## DIRECTIONS
Copy out only the span from the line with "Labeling fields. Category: window trim." to the end of the data, both ends kept, word for word.

## DATA ENTRIES
::::::::::

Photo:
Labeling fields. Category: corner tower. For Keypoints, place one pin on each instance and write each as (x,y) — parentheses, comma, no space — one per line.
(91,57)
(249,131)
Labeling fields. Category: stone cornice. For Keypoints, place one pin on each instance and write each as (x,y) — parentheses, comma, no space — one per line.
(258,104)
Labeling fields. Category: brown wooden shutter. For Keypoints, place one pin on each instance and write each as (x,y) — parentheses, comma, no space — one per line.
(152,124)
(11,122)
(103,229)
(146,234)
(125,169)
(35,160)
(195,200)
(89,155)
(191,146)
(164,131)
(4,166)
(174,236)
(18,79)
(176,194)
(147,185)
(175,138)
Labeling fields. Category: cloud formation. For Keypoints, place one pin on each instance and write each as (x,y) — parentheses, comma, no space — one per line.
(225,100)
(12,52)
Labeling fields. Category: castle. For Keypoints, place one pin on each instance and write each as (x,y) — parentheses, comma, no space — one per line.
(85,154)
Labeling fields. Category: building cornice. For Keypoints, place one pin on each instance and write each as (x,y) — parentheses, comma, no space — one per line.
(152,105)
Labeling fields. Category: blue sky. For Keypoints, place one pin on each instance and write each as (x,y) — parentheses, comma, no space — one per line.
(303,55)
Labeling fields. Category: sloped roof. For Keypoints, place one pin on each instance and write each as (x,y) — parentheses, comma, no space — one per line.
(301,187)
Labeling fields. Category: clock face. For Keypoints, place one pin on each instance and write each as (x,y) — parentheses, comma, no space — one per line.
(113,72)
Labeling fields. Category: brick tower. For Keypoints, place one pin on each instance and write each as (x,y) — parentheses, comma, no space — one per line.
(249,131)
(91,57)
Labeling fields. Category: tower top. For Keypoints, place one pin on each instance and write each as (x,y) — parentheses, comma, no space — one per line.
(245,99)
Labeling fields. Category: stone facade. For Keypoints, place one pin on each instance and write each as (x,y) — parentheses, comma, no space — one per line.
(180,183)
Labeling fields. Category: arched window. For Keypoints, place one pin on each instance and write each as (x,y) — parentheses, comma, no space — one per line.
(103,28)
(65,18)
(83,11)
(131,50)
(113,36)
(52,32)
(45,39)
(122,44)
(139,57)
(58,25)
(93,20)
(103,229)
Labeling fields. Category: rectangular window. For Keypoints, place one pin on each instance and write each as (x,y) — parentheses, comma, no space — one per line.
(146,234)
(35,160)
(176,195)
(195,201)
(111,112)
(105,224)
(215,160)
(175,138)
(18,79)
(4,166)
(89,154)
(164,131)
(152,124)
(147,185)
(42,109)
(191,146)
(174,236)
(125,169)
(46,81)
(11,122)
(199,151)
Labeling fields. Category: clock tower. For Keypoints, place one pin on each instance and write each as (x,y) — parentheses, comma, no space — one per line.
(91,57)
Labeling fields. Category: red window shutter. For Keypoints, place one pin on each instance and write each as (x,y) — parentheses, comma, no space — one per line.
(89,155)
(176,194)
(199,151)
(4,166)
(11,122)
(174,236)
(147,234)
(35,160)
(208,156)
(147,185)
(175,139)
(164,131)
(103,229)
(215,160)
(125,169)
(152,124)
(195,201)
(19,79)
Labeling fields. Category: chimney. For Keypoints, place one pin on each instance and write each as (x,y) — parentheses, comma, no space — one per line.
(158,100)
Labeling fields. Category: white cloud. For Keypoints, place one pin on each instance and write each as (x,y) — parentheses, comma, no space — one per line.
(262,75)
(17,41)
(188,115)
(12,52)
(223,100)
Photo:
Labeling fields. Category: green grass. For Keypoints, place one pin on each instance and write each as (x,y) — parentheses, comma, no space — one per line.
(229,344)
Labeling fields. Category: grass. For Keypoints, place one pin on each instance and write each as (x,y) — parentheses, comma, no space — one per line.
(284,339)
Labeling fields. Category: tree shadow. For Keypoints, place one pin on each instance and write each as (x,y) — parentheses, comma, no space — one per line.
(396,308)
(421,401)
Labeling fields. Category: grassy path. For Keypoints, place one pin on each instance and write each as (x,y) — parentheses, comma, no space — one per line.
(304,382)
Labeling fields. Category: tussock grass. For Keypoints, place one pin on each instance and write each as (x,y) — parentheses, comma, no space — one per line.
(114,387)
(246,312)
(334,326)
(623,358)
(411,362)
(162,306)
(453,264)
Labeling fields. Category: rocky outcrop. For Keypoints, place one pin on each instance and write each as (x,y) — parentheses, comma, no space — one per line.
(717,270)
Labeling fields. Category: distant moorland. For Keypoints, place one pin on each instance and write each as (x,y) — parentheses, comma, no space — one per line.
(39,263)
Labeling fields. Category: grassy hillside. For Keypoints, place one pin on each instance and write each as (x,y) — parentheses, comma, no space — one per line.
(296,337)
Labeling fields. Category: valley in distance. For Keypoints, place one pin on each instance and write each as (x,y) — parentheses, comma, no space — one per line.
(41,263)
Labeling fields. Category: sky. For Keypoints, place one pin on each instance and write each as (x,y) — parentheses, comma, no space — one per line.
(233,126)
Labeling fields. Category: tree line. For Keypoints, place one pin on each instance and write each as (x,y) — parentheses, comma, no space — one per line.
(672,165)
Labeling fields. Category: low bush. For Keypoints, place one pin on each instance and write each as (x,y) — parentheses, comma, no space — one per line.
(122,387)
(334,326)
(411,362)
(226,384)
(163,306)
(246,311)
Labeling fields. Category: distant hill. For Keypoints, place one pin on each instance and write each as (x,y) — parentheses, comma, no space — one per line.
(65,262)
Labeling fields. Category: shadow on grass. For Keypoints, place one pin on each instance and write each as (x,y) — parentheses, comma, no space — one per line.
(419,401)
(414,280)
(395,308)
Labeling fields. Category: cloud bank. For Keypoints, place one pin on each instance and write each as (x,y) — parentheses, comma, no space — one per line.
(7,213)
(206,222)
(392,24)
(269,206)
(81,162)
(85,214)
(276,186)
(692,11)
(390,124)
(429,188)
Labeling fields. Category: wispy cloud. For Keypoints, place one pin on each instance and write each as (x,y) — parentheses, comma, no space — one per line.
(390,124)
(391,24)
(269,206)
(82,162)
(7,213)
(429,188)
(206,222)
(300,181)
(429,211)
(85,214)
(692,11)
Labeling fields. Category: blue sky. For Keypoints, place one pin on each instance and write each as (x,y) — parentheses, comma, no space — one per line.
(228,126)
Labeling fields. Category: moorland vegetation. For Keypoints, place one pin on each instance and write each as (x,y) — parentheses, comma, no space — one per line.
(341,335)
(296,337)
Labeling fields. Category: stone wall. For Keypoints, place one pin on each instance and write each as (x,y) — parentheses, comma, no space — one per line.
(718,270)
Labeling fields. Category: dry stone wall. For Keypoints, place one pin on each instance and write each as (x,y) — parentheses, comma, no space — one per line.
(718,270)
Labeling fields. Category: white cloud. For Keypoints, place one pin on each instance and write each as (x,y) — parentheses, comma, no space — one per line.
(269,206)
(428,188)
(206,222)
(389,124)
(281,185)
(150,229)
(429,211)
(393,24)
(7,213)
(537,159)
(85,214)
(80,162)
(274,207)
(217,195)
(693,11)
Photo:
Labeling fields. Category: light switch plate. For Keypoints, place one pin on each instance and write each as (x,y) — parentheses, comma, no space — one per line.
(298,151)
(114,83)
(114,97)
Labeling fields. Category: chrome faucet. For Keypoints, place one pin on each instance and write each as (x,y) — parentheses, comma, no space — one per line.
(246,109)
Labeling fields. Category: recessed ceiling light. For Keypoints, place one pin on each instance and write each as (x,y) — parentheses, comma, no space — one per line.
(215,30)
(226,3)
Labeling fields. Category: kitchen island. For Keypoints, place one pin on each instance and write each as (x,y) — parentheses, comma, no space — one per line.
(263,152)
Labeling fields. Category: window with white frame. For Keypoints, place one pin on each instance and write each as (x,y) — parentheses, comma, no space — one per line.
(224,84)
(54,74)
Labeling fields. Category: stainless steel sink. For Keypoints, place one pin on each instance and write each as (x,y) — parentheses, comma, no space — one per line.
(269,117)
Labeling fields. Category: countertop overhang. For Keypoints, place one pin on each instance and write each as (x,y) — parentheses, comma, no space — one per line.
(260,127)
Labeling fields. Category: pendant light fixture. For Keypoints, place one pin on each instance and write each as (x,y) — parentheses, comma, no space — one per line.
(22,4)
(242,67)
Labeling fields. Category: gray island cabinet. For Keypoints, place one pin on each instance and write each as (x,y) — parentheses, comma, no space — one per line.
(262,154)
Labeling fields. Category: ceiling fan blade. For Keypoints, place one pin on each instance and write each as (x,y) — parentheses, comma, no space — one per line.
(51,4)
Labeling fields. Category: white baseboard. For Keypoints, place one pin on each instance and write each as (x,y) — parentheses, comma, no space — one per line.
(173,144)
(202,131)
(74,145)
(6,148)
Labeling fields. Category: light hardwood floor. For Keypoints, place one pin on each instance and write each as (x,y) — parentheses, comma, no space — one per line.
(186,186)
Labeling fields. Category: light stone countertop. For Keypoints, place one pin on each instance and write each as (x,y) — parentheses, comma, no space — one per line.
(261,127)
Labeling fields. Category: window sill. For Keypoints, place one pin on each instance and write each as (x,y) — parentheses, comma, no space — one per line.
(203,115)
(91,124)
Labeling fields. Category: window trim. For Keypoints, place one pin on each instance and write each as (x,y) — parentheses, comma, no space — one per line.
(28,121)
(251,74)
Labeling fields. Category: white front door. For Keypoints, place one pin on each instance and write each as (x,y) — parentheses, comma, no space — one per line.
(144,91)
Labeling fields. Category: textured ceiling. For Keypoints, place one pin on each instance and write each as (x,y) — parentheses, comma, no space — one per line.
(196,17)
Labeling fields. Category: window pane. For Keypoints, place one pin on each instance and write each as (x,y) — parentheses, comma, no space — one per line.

::::::::::

## CORRECT ANSWER
Labeling fields. Category: window trim. For Keypoints, place one pin on each instance and write each as (x,y) — parentheses, comma, no space — one per line.
(28,121)
(251,74)
Labeling fields. Category: white front door. For Keypoints, place one pin on each instance and write each as (x,y) — parentheses, comma, no space — one per line.
(144,91)
Labeling fields. Category: textured ceiling. For Keypoints, place one pin on each instance and write each as (x,y) — parentheses, comma, no space — one per line.
(196,17)
Labeling fields. Category: window pane. For Keypoints, place one pin on each instance and write each as (x,y) — parentheses, comma, no space — one per line.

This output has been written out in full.